* **Your task**:
Give the listing again in full and exactly, apart from its pictures.

* **Task data**:
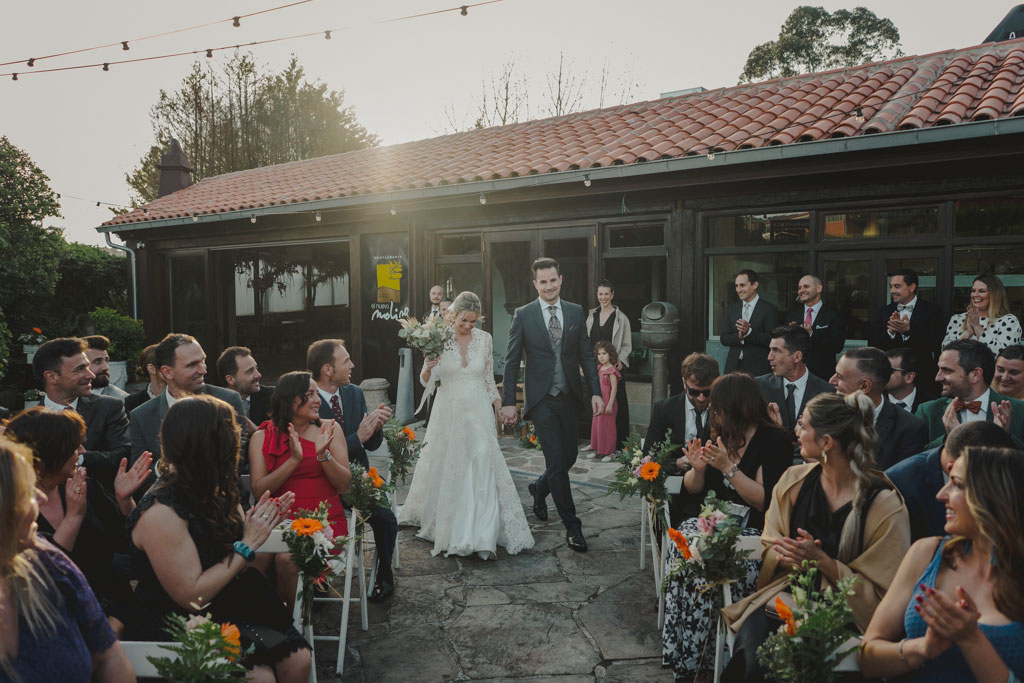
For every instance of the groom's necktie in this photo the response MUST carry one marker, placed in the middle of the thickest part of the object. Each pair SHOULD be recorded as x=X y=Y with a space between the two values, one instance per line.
x=336 y=409
x=554 y=327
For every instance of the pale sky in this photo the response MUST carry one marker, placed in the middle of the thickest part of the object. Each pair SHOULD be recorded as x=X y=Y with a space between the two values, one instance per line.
x=87 y=128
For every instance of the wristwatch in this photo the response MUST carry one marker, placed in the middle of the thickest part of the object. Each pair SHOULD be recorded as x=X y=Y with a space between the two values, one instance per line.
x=242 y=549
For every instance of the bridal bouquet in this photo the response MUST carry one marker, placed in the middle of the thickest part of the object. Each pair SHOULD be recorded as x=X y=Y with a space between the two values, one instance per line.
x=428 y=336
x=313 y=545
x=403 y=447
x=366 y=492
x=807 y=647
x=717 y=559
x=205 y=650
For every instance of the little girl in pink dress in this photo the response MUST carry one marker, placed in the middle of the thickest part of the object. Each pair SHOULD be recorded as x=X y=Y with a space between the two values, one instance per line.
x=602 y=434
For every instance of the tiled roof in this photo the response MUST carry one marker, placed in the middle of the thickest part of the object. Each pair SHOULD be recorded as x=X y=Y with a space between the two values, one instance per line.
x=956 y=86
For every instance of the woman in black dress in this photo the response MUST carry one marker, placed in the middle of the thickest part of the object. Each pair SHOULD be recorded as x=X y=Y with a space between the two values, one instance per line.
x=194 y=543
x=741 y=465
x=608 y=323
x=78 y=515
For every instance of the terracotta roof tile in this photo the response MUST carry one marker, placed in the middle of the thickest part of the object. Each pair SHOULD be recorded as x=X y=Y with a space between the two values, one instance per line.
x=974 y=84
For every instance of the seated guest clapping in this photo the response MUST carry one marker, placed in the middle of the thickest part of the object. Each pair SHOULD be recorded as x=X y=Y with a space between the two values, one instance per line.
x=920 y=477
x=78 y=515
x=295 y=452
x=194 y=544
x=749 y=455
x=833 y=510
x=52 y=627
x=955 y=609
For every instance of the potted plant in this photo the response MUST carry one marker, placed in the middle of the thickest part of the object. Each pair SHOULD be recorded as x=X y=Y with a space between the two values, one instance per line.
x=30 y=343
x=127 y=339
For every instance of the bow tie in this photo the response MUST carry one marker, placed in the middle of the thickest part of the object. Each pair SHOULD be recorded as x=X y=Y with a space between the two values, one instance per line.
x=974 y=406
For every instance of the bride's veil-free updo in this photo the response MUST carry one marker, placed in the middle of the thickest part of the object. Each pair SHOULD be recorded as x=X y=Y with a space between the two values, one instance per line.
x=465 y=302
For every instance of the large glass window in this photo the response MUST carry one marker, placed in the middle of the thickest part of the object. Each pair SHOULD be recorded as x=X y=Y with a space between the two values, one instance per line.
x=989 y=217
x=757 y=230
x=881 y=223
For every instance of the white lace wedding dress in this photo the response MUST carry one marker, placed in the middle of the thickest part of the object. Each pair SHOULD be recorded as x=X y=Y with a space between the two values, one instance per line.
x=462 y=496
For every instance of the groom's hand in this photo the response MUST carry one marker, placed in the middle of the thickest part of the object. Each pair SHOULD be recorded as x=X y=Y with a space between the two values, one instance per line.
x=508 y=415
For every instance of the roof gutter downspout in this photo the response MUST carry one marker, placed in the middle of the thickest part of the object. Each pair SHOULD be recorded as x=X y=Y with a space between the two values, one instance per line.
x=131 y=257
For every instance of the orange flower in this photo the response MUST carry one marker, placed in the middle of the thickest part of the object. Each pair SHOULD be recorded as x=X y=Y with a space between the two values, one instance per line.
x=232 y=639
x=649 y=471
x=785 y=614
x=306 y=526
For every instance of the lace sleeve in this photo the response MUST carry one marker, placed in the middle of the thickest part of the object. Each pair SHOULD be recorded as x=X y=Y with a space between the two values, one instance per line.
x=488 y=368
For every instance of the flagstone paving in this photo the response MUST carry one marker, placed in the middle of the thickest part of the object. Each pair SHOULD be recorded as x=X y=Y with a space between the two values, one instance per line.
x=545 y=615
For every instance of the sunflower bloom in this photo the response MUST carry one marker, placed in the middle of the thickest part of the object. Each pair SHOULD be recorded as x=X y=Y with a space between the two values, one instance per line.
x=649 y=471
x=306 y=526
x=232 y=639
x=785 y=614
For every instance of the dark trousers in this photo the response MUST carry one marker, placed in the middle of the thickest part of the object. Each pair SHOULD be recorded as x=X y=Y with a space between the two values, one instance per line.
x=555 y=423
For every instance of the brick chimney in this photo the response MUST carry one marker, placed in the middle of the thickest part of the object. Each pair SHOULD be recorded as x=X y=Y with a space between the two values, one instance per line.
x=175 y=173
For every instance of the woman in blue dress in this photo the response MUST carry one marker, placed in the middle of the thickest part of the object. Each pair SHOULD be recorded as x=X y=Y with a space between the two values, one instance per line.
x=955 y=609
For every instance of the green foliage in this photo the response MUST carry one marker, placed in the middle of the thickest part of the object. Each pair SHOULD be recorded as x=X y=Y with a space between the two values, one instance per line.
x=807 y=647
x=127 y=335
x=813 y=39
x=232 y=117
x=31 y=252
x=203 y=653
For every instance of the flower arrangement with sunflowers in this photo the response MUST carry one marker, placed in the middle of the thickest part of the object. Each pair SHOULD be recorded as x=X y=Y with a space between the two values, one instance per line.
x=643 y=475
x=205 y=650
x=809 y=643
x=313 y=547
x=717 y=559
x=428 y=336
x=365 y=493
x=403 y=447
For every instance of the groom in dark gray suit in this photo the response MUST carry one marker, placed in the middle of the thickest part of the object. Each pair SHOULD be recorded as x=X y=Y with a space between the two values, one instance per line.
x=550 y=333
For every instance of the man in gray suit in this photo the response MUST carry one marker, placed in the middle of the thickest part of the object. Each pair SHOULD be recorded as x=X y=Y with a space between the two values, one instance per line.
x=61 y=367
x=181 y=363
x=747 y=327
x=550 y=333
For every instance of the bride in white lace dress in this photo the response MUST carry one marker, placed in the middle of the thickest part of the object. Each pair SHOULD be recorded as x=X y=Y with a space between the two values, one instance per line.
x=462 y=496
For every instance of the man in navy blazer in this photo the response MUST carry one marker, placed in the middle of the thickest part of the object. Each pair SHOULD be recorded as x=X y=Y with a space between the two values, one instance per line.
x=822 y=322
x=331 y=366
x=550 y=333
x=920 y=477
x=747 y=328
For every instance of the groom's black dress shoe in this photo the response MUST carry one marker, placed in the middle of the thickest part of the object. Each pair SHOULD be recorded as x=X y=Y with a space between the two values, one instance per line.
x=576 y=541
x=540 y=505
x=383 y=587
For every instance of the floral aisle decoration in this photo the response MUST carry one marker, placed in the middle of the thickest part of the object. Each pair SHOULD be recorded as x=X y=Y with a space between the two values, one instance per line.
x=313 y=547
x=204 y=650
x=428 y=336
x=809 y=644
x=403 y=447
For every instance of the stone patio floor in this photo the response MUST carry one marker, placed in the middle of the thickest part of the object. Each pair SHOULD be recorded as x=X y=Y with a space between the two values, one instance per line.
x=547 y=614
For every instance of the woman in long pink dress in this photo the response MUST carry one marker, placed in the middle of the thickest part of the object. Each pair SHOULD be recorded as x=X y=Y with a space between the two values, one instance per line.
x=603 y=437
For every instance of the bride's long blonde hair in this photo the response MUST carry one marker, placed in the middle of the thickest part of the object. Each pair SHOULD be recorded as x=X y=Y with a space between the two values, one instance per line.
x=465 y=302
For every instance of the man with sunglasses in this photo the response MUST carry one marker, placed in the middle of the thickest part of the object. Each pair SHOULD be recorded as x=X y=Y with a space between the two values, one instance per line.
x=684 y=417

* **Exercise response**:
For every instance of the groom's necktie in this photo the response MUST carry one marker, placed in the middle of the thickest part of the object. Each pair SHOULD be recorded as x=X y=Y with a space between the two values, one instance per line.
x=336 y=409
x=554 y=327
For every instance of the pale sky in this photo the response MUST carry one marker, placed in the middle of the thickest part of the object. Each pair SHOULD be recorded as x=X y=Y with a space between the two values, one instance per line.
x=87 y=128
For every instance of the wristwatch in this photo the response MUST carry one marker, placed in the middle of the thickest part of the object. Each pair SHOULD be recorded as x=X y=Y with a space between the two values, one instance per line.
x=242 y=549
For every instance of the bridal bouquet in this photo the response MUST carry one marker, placed in the middle of the thickest part of the object. Each pair SHOULD be recorded as x=X y=Y with a space between the two values, one instance per line.
x=428 y=336
x=313 y=545
x=403 y=447
x=366 y=492
x=807 y=647
x=717 y=559
x=205 y=650
For every instance of the little girl in pink dress in this photo the response MUST carry one marker, placed in the middle of the thickest part of the object. Each pair SHOULD be recorded as x=X y=Y with a space between the two values, one instance per line.
x=602 y=434
For every instance of the tiled roof in this photo the response MUST carry one marker, placed in the middle of the thickest part of the object. Each pair SHOULD be recorded as x=X y=Y with a space between the two values, one instance per line.
x=956 y=86
For every instance of the woman in black dress in this photo the response MUST carry one marker, placed in the middle of the thickest part of the object. Each pair SHOULD be recorded as x=X y=Y with a space between the two values, one instance per line.
x=194 y=543
x=741 y=465
x=608 y=323
x=78 y=515
For every instance of the terracotta roof tile in this photo the response MUST carry one marker, placed in the middle of the thickest part of the object. Each pair SHOULD be recorded as x=X y=Y with a space between the two values, one instance per line.
x=974 y=84
For every instance of the seated guest clapping in this photo the response MUST carry one marker, placed in the middle of the thickest part of the object. Each pair SHOULD be recorded as x=X y=Y with a space between the two values, one instance per line.
x=920 y=477
x=78 y=515
x=295 y=452
x=194 y=544
x=749 y=455
x=833 y=510
x=52 y=627
x=955 y=609
For every instance of the potted plant in this photo the response MUST carry one marker, placed in the middle of the thickest part of the object. Each pair SHOULD be recorded as x=X y=Y with a space between the two values, one instance per line.
x=30 y=343
x=127 y=339
For every instance of the bow tie in this photo the response MUST carry one marker, placed in the middle of the thickest part of the object. Each pair SHOULD be recorded as x=X y=Y with a space between the two values, one instance per line.
x=974 y=406
For every instance of the bride's veil-free updo in this photo the response MUST carry one marker, placed in the middle of the thickest part of the object. Each pair SHOULD be recorded as x=X y=Y with a space between the two values, one instance per line.
x=465 y=302
For every instance of the large glass window in this photo the response MUST carry one marker, placed in the middle of the thickest part of the object. Each pair SHOULD be recorded as x=X y=Y with a space between the two values, one instance per line.
x=989 y=217
x=757 y=230
x=881 y=223
For every instance of the white lace wedding dress in this photo the response MUST carry one marker, placed in the middle of the thickest part of the object. Each pair SHOULD be recorded as x=X y=Y with a space between the two values, one instance per line.
x=462 y=496
For every instance of the groom's hand in this photo the response MUST carry one marker, placed in the middle of the thickest part of the object. Each pair SHOULD be recorded as x=X y=Y with a space between the two values, one instance per line.
x=508 y=415
For every instance of the roof gutter downspout in this photo the response MUST carry one marker, placed in the middle of the thickest part of the object. Each pair SHOULD be recorded as x=X y=Y with a space between the two values, one instance per line.
x=131 y=257
For every instance of the orange flower in this photo the response MUST carry one marker, placed in the middle of the thickest part of the object. Each pair SHOULD be recorded as x=X y=Y with a space between the two values, one instance per line.
x=232 y=639
x=649 y=471
x=785 y=614
x=306 y=526
For every instance of the lace sleeve in this photo the response MUST carry one marker, placed in the middle of the thickest part of the object. Each pair SHOULD be recorded as x=X y=Y with a space between the two values, one instance per line.
x=488 y=368
For every instance of the flagstone paving in this photo the response MUST carry one marker, placed in the middle of the thickest part of the object. Each pair SHOULD be recorded as x=X y=Y with a space between the two values, one instance per line.
x=545 y=615
For every instance of the sunflower bloom in this photo the response MUST carry one marker, placed in the middle of the thickest part of the object. Each pair SHOULD be recorded as x=X y=Y with a space between the two values, one instance per line.
x=649 y=471
x=306 y=526
x=232 y=639
x=785 y=614
For every instance of the dark trousers in this photo the response MUST carry one marker, placed in the middle of the thickest part of the object. Each pair SHOULD be recorded as x=X y=Y with a space between the two values, one instance per line.
x=555 y=423
For every instance of the brick chimney in this photo the response MUST carry one marker, placed in the middle of the thickest part of the object. Each pair SHOULD be recorded as x=X y=Y with a space between the two values, one instance per line.
x=175 y=173
For every instance of the woman in blue dress in this photo the response MUST carry one marker, placed in the middle of the thickest part of the object. Each pair SHOULD be recorded as x=X y=Y with a space between the two values, one instance per line.
x=955 y=609
For every instance of the green foliage in this photo the response MUST carry one marker, placed in the middle of the thickest part of the object. Each pair SHOULD be recorded as x=X y=Y with a space between the two values, one instance per line.
x=807 y=647
x=127 y=335
x=813 y=39
x=232 y=117
x=31 y=252
x=203 y=653
For every instance of the flower arrangement with sunflowers in this photo the response MUST carry one marker, placed in the middle of the thickest part of the object. Each pair SHOULD be recorded as x=X y=Y with a space between the two values, one instance per line.
x=643 y=475
x=205 y=650
x=809 y=643
x=313 y=547
x=717 y=559
x=428 y=336
x=365 y=493
x=403 y=447
For every instance of the groom in dark gray suit in this photo the response MUST carry one marker, placed in the middle of the thickest part of the object. Each pair SHOULD be recorded as x=X y=Y with a space between the two values, one instance per line.
x=550 y=333
For every instance of the man in gray suit in this photo the response MUST carry one marker, placed in the middle of the thickest part of the object. Each pair SHOULD be recorded as x=X y=Y with a space between the two values, one instance per line.
x=61 y=367
x=181 y=363
x=747 y=327
x=550 y=333
For every instance of the bride in white lace dress in this photo the response MUST carry one marker, placed in the middle of the thickest part of the object. Each pair SHOULD be recorded as x=X y=Y with a space between the two values, one instance per line.
x=462 y=496
For every instance of the man in navy blazer in this photo the response MUST carry one marker, placed in the middle of the thickest part of the object. Each pair SHOULD be recorded as x=X y=Y with a space between the two values, one instance per line.
x=822 y=322
x=331 y=366
x=550 y=333
x=920 y=477
x=747 y=328
For every instance of the groom's black dress shoe in this photo the response MUST carry one marker, placed in the middle of the thickest part of the object. Each pair SHOULD be recorded as x=X y=Y with a space between the two values, one instance per line.
x=576 y=541
x=540 y=505
x=383 y=587
For every instance of the floral aisle decoration in this photo the response MUST carry one marker, placed in the middle of the thickest part of the object. Each pair SHOULD be recorded as x=X y=Y with a space between the two values, one instance per line.
x=313 y=547
x=204 y=650
x=428 y=336
x=809 y=644
x=403 y=447
For every instance of the stone patio floor in this photo the response MUST carry one marker, placed in the middle of the thickest part of the object. Each pair SHOULD be recorded as x=X y=Y with a space between the two values, one instance per line.
x=547 y=614
For every instance of the woman in long pink dress in this photo the response MUST carry one marker, placed in the middle of the thickest part of the object. Each pair SHOULD be recorded as x=X y=Y with a space between the two values, one instance per line.
x=603 y=437
For every instance of the bride's long blonde hair in this photo the response MUST carry one marker, placed in the middle of the thickest part of the object. Each pair SHOULD be recorded as x=X y=Y with a space between the two values, one instance per line.
x=465 y=302
For every instance of the man with sunglasses in this photo the response MUST carry one marker, placed in the middle of the thickest part of the object. Each pair SHOULD be recorded as x=X y=Y with a space between the two values, one instance per line.
x=684 y=417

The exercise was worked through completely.